**Provided text**

-- START --

As darkness descends: Shane Lowry on Tour's highs and lows, demons and distress

After the darkness of Grayson Murray's suicide, one is more convinced than ever that professional sports could be a much better place with a few more Shane Lowrys in it. A more honest place and a less lonely place at the same time
As darkness descends: Shane Lowry on Tour's highs and lows, demons and distress

WALKING TALL: Shane Lowry buzzing as he contends in the final round of the PGA Championship at Valhalla in Louisville, Kentucky. Pic: Scott Taetsch via Getty Images

Shane Lowry spent last weekend with his family in downtown New York, off the block, off the clock. Yet even there, in the anonymity of the metropolis, the dark news found him.

That’s the thing with suicide and its instantly insidious trajectory, its you’re-never-gonna-be-the-same creeping journey. It can navigate its way up and then down the concrete canyons of the sleepless city just as easily as it trickles down a silent country lane. As easily as it breaks into a black-dark room at an unholy hour where a notification pings politely, a phone lights up blindingly and all is changed, changed utterly.

-- END --

**Dataset content**

-- START --

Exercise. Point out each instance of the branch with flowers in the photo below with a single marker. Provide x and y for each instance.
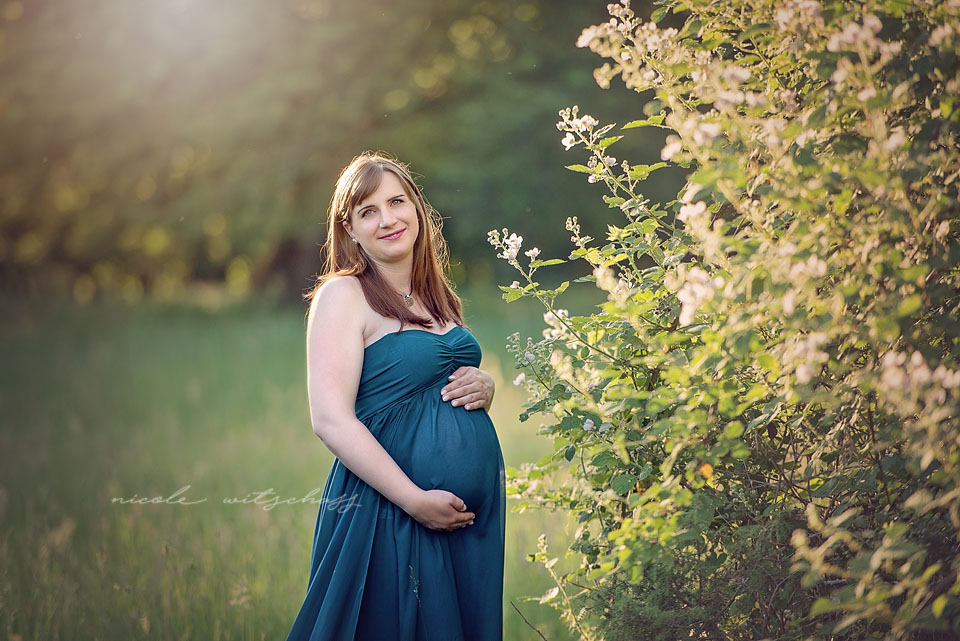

-- END --

**What to do**
Pick up the Shane Lowry article after its final sentence and write on from there.

**The answer**
This wasn’t its first time finding Lowry. He’s a mid-to-late 30s male from rural Ireland. It’s found a staggering amount of us. Too too many. And it’s still finding, still creeping, still crushing.

This one may not have hit in the same way as the others. But still it hit. Grayson Murray was a PGA Tour pro, a fellow foot soldier in this slightly absurd, exclusive life that they all live. A co-worker, if this can ever be called work. Within days Lowry was back at the office here in Hamilton and true to himself — because he simply cannot be anything else — he found 20 minutes where there were none to talk about so many aspects of his current work life.

Ultimately at least a third of his time was devoted to the co-worker who wasn’t here and to the cause of death which took him at 30 years of age this day last week and just five short weeks since he’d been Lowry’s playing partner.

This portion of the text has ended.